* [WORK TO COMPLETE] Copy every line of the listing below word for word, without changing anything.
════════
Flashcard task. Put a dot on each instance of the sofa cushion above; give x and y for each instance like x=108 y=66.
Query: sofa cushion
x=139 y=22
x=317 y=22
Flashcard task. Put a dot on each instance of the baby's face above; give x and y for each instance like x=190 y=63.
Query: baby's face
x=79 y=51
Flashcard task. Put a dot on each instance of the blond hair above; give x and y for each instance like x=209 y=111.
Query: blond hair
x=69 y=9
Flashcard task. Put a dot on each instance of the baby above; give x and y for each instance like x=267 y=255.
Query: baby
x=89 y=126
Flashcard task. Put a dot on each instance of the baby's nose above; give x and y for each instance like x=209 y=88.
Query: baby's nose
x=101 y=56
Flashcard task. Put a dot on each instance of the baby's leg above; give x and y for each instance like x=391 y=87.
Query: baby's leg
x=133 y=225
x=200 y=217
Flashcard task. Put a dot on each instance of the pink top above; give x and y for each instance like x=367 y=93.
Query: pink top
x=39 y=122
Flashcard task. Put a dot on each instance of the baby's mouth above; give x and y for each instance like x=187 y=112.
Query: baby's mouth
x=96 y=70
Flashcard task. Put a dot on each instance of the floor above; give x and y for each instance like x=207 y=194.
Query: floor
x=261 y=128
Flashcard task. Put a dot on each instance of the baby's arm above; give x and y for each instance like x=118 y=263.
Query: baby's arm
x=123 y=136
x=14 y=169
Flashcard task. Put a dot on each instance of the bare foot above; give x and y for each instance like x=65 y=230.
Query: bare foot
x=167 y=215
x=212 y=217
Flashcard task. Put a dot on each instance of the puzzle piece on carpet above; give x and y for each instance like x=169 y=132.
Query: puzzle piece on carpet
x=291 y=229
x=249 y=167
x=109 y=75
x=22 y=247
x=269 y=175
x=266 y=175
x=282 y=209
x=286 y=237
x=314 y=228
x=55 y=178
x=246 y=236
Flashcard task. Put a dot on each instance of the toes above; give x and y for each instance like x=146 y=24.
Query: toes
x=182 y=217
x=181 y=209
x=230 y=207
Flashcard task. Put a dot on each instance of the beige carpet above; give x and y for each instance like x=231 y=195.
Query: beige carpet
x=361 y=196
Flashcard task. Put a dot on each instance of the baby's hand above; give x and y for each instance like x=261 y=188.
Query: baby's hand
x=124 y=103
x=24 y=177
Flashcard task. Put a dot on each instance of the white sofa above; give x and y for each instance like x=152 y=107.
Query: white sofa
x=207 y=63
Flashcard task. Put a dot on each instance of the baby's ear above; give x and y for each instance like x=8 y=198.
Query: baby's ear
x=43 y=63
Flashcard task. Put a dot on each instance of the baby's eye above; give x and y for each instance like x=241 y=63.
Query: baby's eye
════════
* [WRITTEN SOLUTION]
Flashcard task. Put a dot on each instance of the sofa cushion above; give x and y for each instance like x=108 y=66.
Query: sofa cushion
x=139 y=22
x=317 y=22
Flashcard task. Put a dot on each instance of the baby's face above; give x and y for each instance like x=190 y=63.
Query: baby's face
x=79 y=51
Flashcard task. Put a dot on each instance of the blond hair above; give x and y for each instance like x=209 y=111.
Query: blond hair
x=69 y=9
Flashcard task. Put a dot on each instance of the baby above; give x and y for each instance like x=267 y=255.
Query: baby
x=89 y=126
Flashcard task. Put a dot on each instance of the baby's nose above; give x and y for each instance like x=209 y=88.
Query: baby's nose
x=101 y=56
Flashcard task. Put a dot on each instance of the baby's leg above; give x and y for each instance like x=391 y=87.
Query: baby's leg
x=133 y=225
x=200 y=217
Flashcard task. Put a dot on each instance of the pink top above; give x and y for each instance like x=367 y=93.
Query: pink top
x=39 y=122
Flashcard task. Put a dot on each instance of the baby's mouth above; give x and y for each instance like x=187 y=112.
Query: baby's mouth
x=96 y=70
Flashcard task. Put a dot on each instance of the floor above; give x and y for each instance like x=207 y=194.
Query: floor
x=261 y=128
Flashcard task. Put a dot on each instance of the baby's arm above; give x and y for each instance like x=118 y=263.
Query: baby's arm
x=123 y=136
x=14 y=169
Flashcard task. Put a dot on each instance of the bare foot above; give x and y for each instance like x=65 y=230.
Query: bare foot
x=167 y=215
x=212 y=217
Flashcard task. Put a dot on each instance of the puzzle piece on carpet above; give x and y for each instance like x=169 y=132.
Query: puzzle piece on carpet
x=291 y=229
x=249 y=167
x=109 y=75
x=22 y=247
x=269 y=175
x=266 y=175
x=282 y=209
x=286 y=237
x=314 y=228
x=55 y=178
x=246 y=236
Flashcard task. Put a dot on each instance of the toes above; give x and y for each instance like x=146 y=24.
Query: toes
x=182 y=217
x=181 y=209
x=230 y=207
Flashcard task. Put a dot on each instance of the beige carpet above; give x and y for each instance like x=231 y=195.
Query: beige carpet
x=361 y=196
Flashcard task. Put a dot on each instance of the baby's hand above; give x and y for each instance like x=261 y=188.
Query: baby's hand
x=124 y=103
x=24 y=177
Flashcard task. Put a dot on each instance of the white sofa above; give x and y for each instance like x=152 y=107.
Query: white sofa
x=207 y=63
Flashcard task. Put a dot on each instance of the baby's ear above; give x and y for each instance like x=8 y=198.
Query: baby's ear
x=43 y=63
Flashcard task. Put a dot on each instance of the baby's eye above; give x and y for each instance like x=241 y=63.
Query: baby's eye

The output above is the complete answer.